= CONSIGNES =
1 – D'après le texte sur le plaisir esthétique, quels sont les plus grands ennemis de nos plaisirs esthétiques ?
2 – Indiquez si chacune de ces affirmations s'accorde avec le texte sur le plaisir esthétique, en répondant par oui ou non et en citant les mots décisifs du texte. (a) Un corps de marbre protège la beauté d'une femme contre notre désir. (b) Les passions imaginaires inspirées par l'art troublent les sens. (c) Devant un orage en musique, on pense à se protéger de la pluie.
3 – Prolongez le texte sur le plaisir esthétique à partir de sa dernière phrase.

= TEXTE À LIRE =
——

Les plus grands ennemis de nos plaisirs esthétiques sont nos appétits, toujours faciles à exciter, difficiles à distraire, et nos intérêts, que tout nous rappelle. Quand nous sommes en présence des réalités, nous avons peine à oublier qu’elles peuvent être pour nous des causes de bonheur sensuel ou de souffrance. Mais telles que l’art nous les présente et sous la forme qu’il leur donne, elles ne sont plus à notre usage, nous ne pouvons les posséder et nous n’avons aucun sujet de les craindre. Ces réalités, purement représentatives, ne nous inspirent que des passions imaginaires qui ne troublent pas les sens, quelque volupté qui s’y mêle, et ces passions, il est doux de les ressentir même quand elles sont tristes ou terribles. Lorsque j’assiste à un orage en musique, je ne pense pas à me garantir de la pluie et de la foudre, et les alcyons planent sur cette harmonieuse tempête comme sur le forum. Lorsque la beauté d’une femme nous apparaît dans un corps de marbre, ce marbre la protège contre notre désir, qui serait une impiété. Il est vrai que, dans l’art dramatique, les images revêtent des corps de chair, et que souvent les visions du poète intéressent moins que les épaules de la comédienne. Mais s’il vous vient de mauvaises pensées, c’est votre faute : la rampe allumée, la niche du souffleur, le rideau qui se lève et se baisse, tout vous avertit que la scène représente un monde fictif, où les épaules les plus belles, les plus réelles, ne doivent vous inspirer que les sentimens qu’on peut avoir pour une fiction.

——

(Entrées enregistrées)
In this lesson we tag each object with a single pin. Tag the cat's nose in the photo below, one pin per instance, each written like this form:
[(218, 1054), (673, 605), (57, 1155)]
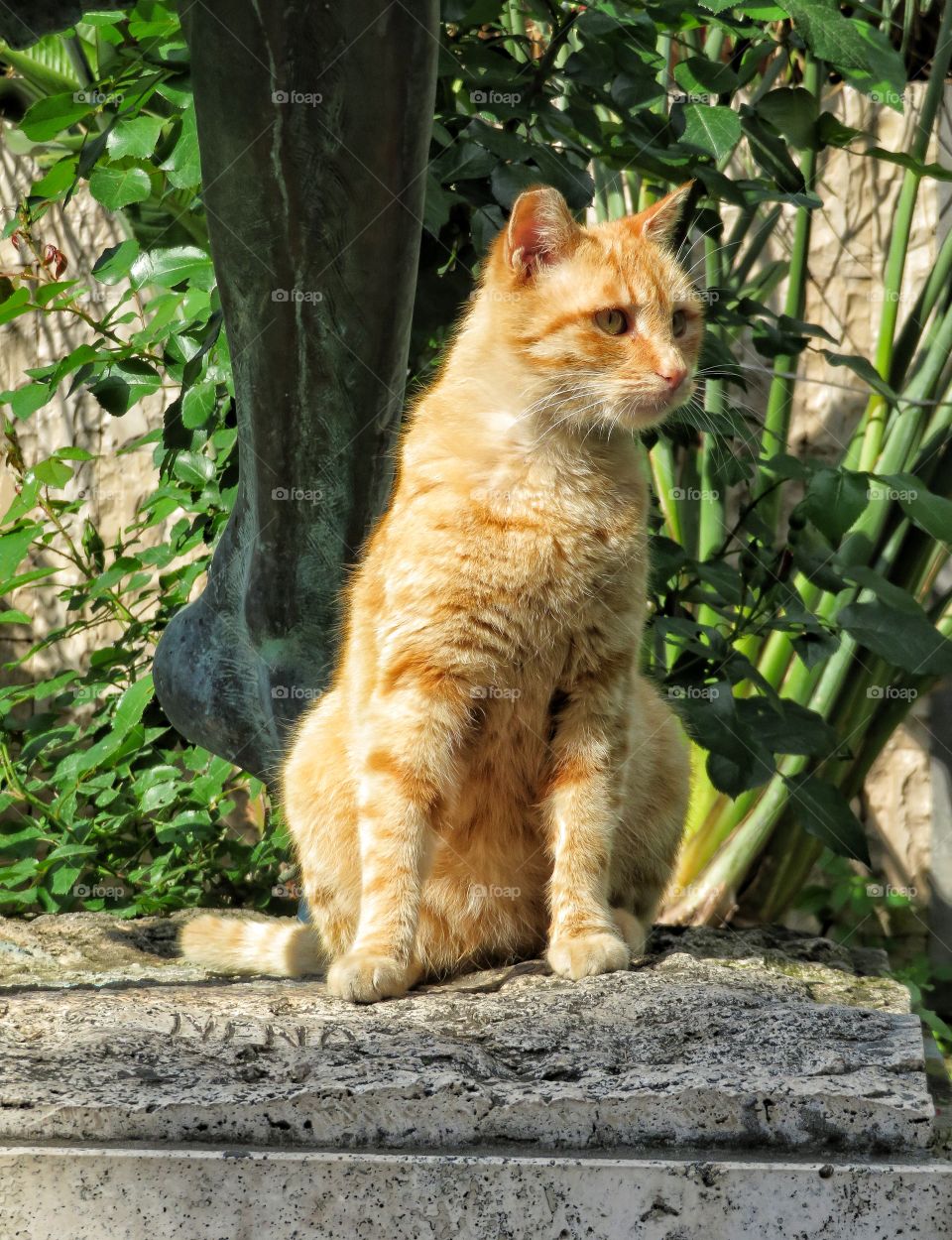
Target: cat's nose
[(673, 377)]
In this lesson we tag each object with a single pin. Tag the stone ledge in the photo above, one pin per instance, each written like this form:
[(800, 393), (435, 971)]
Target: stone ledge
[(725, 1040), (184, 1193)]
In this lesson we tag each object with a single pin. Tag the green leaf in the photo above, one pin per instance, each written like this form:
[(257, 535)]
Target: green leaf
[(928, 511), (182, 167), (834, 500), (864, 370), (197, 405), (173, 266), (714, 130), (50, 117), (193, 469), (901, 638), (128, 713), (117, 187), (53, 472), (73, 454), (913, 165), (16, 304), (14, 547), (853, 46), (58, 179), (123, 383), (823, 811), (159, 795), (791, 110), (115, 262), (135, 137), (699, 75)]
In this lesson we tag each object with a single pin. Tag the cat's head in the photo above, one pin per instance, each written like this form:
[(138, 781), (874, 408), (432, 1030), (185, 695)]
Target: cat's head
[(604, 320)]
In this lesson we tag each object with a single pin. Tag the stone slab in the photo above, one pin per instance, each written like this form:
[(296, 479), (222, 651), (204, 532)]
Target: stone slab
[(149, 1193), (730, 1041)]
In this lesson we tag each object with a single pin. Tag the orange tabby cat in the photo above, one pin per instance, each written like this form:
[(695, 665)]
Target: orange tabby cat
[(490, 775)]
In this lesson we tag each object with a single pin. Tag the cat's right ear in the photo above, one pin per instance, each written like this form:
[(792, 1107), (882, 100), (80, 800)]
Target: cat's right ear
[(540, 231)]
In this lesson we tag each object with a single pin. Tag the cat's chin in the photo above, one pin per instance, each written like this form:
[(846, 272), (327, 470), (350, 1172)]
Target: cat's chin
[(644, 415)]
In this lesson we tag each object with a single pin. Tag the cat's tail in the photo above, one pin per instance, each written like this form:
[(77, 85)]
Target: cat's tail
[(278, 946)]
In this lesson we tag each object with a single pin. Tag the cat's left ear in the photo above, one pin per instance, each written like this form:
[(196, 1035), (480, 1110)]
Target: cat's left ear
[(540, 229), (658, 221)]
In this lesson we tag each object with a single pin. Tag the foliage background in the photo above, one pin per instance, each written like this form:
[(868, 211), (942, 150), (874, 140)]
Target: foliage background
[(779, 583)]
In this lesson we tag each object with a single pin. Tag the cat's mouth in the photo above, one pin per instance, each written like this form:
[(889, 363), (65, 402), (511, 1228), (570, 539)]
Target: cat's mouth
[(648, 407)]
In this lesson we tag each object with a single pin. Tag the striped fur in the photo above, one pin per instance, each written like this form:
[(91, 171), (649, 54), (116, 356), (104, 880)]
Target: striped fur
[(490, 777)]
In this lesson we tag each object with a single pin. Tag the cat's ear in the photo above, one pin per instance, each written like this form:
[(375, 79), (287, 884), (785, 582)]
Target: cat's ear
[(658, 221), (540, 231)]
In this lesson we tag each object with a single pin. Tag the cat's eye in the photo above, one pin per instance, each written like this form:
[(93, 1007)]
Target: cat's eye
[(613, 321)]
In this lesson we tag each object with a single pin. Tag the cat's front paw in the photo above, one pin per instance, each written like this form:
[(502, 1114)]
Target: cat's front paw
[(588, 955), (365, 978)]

——

= RÉPONSES =
1 – Nos appétits et nos intérêts.

2 –
(a) Oui : « ce marbre la protège contre notre désir ».
(b) Non : « des passions imaginaires qui ne troublent pas les sens ».
(c) Non : « je ne pense pas à me garantir de la pluie et de la foudre ».

3 –
Il en est du culte du beau comme de la religion, et des théâtres comme des églises, qui sont souvent profanées. Est-il si rare, comme le disait Massillon, de voir des pécheurs et des pécheresses « choisir les temples et l’heure des mystères terribles pour venir y inspirer des désirs criminels, pour s’y permettre des regards impurs, pour y chercher des occasions et pour faire de la maison du Seigneur un lieu plus dangereux que les assemblées de péché ? »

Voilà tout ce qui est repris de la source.